Required action: Lines holding the word "from" must be located in the listing below and copied.

Task material:
══════════════════════════════

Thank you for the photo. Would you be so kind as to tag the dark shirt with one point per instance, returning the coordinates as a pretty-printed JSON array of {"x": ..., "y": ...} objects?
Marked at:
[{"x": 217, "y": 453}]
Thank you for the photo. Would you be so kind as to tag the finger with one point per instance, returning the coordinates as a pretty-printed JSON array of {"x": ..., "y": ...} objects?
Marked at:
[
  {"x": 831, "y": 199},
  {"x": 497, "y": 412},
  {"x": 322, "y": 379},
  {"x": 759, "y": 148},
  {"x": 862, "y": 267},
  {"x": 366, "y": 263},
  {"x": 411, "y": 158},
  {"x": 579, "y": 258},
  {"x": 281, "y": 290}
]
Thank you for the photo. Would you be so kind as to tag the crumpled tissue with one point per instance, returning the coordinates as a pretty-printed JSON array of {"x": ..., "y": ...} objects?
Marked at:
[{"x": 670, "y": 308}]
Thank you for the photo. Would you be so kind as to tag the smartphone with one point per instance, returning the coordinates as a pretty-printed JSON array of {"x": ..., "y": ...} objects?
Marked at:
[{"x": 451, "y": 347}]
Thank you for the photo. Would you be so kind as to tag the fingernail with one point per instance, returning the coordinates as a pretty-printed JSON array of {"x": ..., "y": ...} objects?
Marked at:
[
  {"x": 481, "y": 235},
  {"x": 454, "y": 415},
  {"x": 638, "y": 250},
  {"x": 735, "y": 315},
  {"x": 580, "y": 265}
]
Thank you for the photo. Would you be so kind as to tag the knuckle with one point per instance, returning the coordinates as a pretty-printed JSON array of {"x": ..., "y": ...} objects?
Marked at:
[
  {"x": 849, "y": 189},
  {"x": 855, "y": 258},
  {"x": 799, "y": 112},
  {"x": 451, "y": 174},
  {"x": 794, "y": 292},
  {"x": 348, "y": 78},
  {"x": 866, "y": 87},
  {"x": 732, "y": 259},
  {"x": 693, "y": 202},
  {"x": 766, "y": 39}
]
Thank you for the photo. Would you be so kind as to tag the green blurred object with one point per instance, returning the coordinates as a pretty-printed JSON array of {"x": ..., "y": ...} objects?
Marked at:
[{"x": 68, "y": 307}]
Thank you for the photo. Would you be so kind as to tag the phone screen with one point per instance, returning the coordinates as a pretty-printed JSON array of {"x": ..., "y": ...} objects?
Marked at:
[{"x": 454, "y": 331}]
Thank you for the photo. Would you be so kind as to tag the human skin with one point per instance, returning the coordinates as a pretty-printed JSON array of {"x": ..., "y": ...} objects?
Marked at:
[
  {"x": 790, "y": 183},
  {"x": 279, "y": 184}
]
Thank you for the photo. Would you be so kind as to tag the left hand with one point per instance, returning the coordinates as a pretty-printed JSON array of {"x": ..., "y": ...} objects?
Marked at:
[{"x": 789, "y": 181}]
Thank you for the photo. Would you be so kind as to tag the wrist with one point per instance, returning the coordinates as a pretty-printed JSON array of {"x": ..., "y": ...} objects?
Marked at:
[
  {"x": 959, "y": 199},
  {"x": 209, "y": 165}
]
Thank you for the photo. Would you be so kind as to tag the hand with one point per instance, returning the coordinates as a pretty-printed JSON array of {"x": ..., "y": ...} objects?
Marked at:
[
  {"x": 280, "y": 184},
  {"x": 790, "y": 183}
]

══════════════════════════════

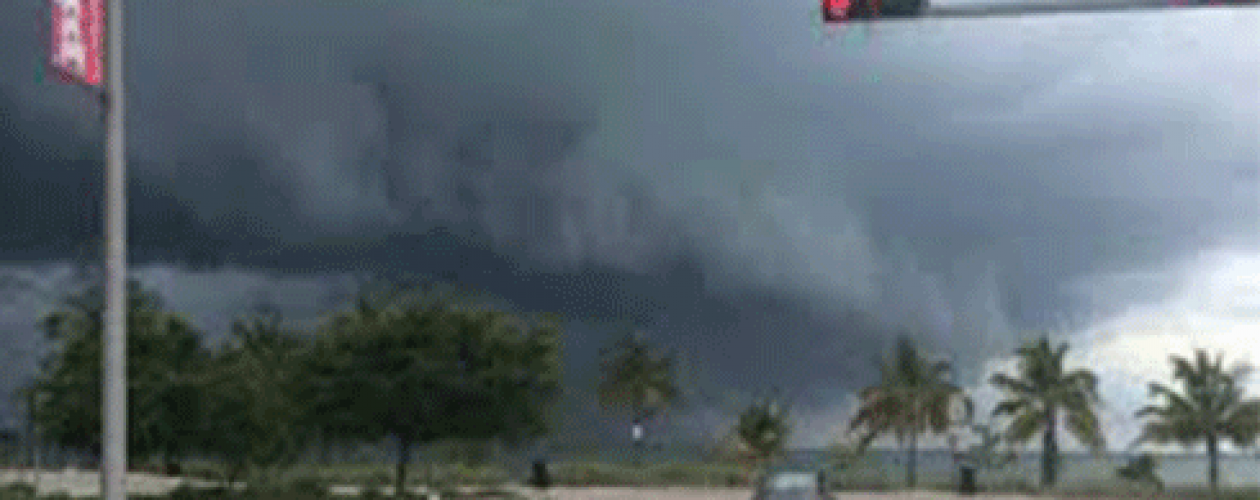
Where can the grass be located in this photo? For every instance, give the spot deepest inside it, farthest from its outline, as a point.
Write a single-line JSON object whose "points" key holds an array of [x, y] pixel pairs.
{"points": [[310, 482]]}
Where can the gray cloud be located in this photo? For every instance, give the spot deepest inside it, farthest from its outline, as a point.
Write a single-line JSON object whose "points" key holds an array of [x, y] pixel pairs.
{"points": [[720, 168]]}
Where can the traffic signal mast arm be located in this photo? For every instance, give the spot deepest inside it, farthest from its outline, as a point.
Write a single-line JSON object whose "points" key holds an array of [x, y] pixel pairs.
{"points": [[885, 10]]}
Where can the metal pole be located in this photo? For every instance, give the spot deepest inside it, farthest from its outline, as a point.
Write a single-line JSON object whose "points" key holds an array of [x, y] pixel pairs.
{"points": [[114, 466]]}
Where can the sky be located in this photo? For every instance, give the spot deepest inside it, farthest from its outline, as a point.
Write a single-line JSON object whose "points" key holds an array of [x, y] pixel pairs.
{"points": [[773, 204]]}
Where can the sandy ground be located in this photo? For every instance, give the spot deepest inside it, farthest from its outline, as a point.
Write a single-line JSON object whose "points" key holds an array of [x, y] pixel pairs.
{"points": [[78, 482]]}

══════════════════════════════

Completed exercise:
Where can the grass be located in this photo? For every instance, give the spot deepest inside it, farthest from its outline, as a point.
Where can the gray cloud be located in this photo? For every instance, give the spot deepest inside it, farthest from its outline, as a point.
Where can the traffic signal mast arm be located in this photo? For every instance, give the spot deepest inside it, farthest from its outline, as a point.
Where can the metal pole be located in this photo? For every instance, give the spot deepest inside it, farthest from its outline, as a point.
Where can the sky be located in this photo? For every instance, give the spot deepest inside it, farthest from its outline, as a point.
Where can the sandy ground be located in this photo? For every instance, give the spot deepest inside it, farthest from its outline, as a point.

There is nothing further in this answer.